**Stated problem a**: According to the F1 content pipeline description, what kind of GPU runs voice synthesis?

**Source passage**:
^^^^

Autonomous F1
content pipeline.
Autonomous Formula 1 content pipeline: Veo 3 + NotebookLM + Nano Banana 2 generate Latin-American Spanish reels, Remotion edits, and Meta/YouTube/TikTok publish — daily.
Last video published
One orchestrator, six engines, three publishers.
The pipeline is a single Python orchestrator that wakes up on a schedule, talks to six generation engines through whichever interface they actually expose (browser, API, or local GPU), composes the results in Remotion, and posts the final reel to three platforms — emitting a structured telemetry event at every step.
System architecture — every node emits telemetry events
The pipeline is not a creative tool. It is a constraint-solver wearing creative clothes — 90% engineering around platform limits, 10% aesthetics.
The orchestrator picks the day's fact.
A daily run starts with the orchestrator pulling the schedule, deciding what is worth publishing today, and writing the script and prompt set for every downstream stage. Decisions are deterministic — same input data produces the same fact selection — so a failed run can be replayed without skewing the calendar.
Read sources, score candidates, write the script.
The schedule lives in SQLite and tracks which facts have already been published, which are reserved for race weekends, and which platform-quota windows are open. The orchestrator queries FastF1 for historical race telemetry and the OpenF1 API for current-season data, scores the candidates against simple recency and engagement heuristics, and writes the chosen fact into a typed Python object that travels through the rest of the pipeline.
From the same fact, the orchestrator generates three artefacts that the downstream stages will consume: the Spanish narration script (used by Qwen3-TTS), the natural-language prompt for Veo 3, and the data-plot specification (channel, range, presenter overlay) for matplotlib. Each is captured in code so the agent never drifts between runs.
Five engines, five interfaces, one record.
The most asymmetric part of the pipeline. Three Google products are driven through a browser via Playwright MCP because they have no public API. Voice synthesis runs locally on a 6 GB GPU because no commercial TTS produced acceptable Latin-American Spanish at the price point. Data plots are rendered with the standard Python plotting stack against real F1 telemetry.

^^^^

[Dataset rows]
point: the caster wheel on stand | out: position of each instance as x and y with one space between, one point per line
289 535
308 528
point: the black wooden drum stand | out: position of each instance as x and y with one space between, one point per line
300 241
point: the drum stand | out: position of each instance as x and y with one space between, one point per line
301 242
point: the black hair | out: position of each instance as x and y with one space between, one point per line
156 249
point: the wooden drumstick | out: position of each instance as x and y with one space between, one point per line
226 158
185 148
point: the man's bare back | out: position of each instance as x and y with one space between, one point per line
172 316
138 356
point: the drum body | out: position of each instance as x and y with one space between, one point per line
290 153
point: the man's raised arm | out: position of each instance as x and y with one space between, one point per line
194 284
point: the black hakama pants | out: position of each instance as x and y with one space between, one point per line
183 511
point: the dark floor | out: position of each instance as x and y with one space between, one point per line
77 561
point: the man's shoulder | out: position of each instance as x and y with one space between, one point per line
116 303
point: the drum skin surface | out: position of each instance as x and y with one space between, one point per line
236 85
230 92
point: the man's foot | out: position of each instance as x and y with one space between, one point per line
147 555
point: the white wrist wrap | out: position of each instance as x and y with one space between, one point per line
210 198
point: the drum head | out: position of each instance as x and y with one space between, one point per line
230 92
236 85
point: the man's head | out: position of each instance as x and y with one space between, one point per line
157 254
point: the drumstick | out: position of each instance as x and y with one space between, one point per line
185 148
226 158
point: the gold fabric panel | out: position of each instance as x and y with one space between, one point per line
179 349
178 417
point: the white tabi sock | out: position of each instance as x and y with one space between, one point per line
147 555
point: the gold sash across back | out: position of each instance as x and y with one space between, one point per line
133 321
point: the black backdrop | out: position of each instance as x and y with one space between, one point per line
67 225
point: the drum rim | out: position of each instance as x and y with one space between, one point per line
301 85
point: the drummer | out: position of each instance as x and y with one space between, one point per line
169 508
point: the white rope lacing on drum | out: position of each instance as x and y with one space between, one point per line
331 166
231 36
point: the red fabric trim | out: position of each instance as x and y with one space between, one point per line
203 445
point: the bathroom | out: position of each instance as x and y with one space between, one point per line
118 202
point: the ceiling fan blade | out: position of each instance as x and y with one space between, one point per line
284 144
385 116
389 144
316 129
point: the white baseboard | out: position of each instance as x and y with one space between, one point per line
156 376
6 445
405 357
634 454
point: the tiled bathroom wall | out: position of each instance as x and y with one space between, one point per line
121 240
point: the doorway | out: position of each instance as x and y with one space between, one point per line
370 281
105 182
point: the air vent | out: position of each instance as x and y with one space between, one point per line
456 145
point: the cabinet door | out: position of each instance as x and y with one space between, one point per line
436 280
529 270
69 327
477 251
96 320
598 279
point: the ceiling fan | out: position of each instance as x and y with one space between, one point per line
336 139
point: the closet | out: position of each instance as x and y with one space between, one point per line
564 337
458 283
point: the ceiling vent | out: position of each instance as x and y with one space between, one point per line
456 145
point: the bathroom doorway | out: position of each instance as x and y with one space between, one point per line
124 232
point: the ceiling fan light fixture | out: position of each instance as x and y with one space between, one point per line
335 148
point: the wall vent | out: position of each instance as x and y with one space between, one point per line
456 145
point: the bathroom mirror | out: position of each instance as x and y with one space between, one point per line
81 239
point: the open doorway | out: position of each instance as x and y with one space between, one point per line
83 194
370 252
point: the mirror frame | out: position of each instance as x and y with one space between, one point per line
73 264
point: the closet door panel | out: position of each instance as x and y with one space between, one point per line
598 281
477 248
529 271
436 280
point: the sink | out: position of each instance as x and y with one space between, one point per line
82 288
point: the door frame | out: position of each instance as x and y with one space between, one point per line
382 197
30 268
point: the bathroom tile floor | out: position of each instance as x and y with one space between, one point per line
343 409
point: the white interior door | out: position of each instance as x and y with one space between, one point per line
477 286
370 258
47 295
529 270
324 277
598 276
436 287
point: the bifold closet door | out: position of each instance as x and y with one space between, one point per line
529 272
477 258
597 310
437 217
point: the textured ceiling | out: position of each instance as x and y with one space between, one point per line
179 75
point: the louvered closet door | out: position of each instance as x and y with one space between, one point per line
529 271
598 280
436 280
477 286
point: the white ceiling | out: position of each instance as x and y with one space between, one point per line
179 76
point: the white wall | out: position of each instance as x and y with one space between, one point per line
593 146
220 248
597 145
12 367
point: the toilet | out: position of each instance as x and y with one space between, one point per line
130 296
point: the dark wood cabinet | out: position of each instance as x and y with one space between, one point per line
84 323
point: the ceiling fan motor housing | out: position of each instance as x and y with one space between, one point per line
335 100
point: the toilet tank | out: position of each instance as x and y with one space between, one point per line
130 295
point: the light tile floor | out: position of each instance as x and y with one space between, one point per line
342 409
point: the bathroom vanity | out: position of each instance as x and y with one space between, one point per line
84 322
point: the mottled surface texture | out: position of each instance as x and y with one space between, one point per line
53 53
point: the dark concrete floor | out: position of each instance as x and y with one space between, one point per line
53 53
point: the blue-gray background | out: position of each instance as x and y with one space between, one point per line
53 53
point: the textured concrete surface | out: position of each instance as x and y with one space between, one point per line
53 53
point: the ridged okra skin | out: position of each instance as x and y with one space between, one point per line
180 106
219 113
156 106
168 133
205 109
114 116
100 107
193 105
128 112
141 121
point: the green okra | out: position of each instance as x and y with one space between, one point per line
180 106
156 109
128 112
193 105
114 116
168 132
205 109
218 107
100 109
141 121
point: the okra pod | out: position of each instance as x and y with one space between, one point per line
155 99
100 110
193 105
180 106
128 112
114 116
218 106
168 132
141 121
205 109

^^^^

**Stated problem b**: Pick out every line of the listing that contains the string "concrete", treating uppercase and lowercase as different, and copy each such line.

**Written reply a**: A 6 GB GPU, run locally.

**Written reply b**:
point: the dark concrete floor | out: position of each instance as x and y with one space between, one point per line
point: the textured concrete surface | out: position of each instance as x and y with one space between, one point per line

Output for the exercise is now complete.